▶ Zu erledigen:
A: Gib aus der Forumsdiskussion über die MySQL-Abfrage alles von "Ich hab einen" bis hinunter zu "eine List schreiben." unverändert aus.
B: Schreib die Forumsdiskussion über die MySQL-Abfrage weiter und setz dabei direkt nach ihrem letzten Abschnitt an.

▶ Lesetext:
· · ·
# Netzwerkverkehroptimierung [mySQL SELECT]



## b0312 (29. Dez 2011)

Guten Morgen an alle!

Folgende Frage:

Ich hab einen Client und in den MyBatis implementiert.
Über einen SQL SELCT Befehl hole ich mir die benötigten Daten.

Die benötigten Daten haben eine Spalte "status" die folgende Werte haben kann
-"neu"
-"aktuell"
-"archiv"

Insgesamt sind es 3000 Datensätze.

Was ist eurer Meinung nach besser ?

1. 3 verschiedene SQL SELECT Befehle ausführen und das Ergebniss in eine List schreiben
2. 1 Select Befehl ausführen, den Status mitliefern und dann im Programm über Sortieralgorithmen den Datensatz mit dem jeweiligen Status in eine List schreiben. 

greeTz* B0312


----------



## eRaaaa (29. Dez 2011)

Was willst du denn überhaupt machen (wieso vergessen dass so viele mal ausführlich zu erläutern? :-( )
Du willst verschiedene Listen oder wie? Wozu?
Sortieren kannst du auch mit dem SQL Befehl, das kannst du dir also in deinem Programm ersparen.


----------



## b0312 (29. Dez 2011)
· · ·
▶ Gesammeltes Material:
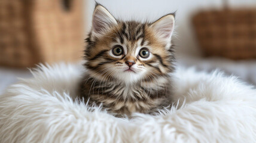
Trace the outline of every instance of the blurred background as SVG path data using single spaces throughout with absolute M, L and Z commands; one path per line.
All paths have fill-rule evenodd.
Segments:
M 256 1 L 98 0 L 117 19 L 176 11 L 177 64 L 216 69 L 256 85 Z M 95 2 L 0 0 L 0 94 L 39 63 L 79 62 Z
· · ·
▶ Ergebnisse:
A:
Ich hab einen Client und in den MyBatis implementiert.
Über einen SQL SELCT Befehl hole ich mir die benötigten Daten.

Die benötigten Daten haben eine Spalte "status" die folgende Werte haben kann
-"neu"
-"aktuell"
-"archiv"

Insgesamt sind es 3000 Datensätze.

Was ist eurer Meinung nach besser ?

1. 3 verschiedene SQL SELECT Befehle ausführen und das Ergebniss in eine List schreiben
2. 1 Select Befehl ausführen, den Status mitliefern und dann im Programm über Sortieralgorithmen den Datensatz mit dem jeweiligen Status in eine List schreiben.

B:
Hallo,
ich möchte das ResultSet aus dem SELECT Befehl in eine List schreiben. 
Diese List ist dann für meine TreeTable in der GUI

im Endeffekt sind es dann 3 verschieden Listen "neu","aktuell","archiv" so gesehen dann auch 3 TreeTables. 

in Select kann man sortieren ja, die Frage ist nur was ressourcenschonender und performanter ist.

3 Select Befehle übers Netzwerk oder 1 Select Befehl und die Aufteilung in 3 Listen im Programm ?


----------



## eRaaaa (29. Dez 2011)

Ich frage mal anders....was würdest du tun wenn du jetzt die Anforderung erhältst, dass du 10 verschiedene Status anstatt 3 hast?! Würdest du dann 10 SQL Befehle absetzen und 10 Listen verwalten?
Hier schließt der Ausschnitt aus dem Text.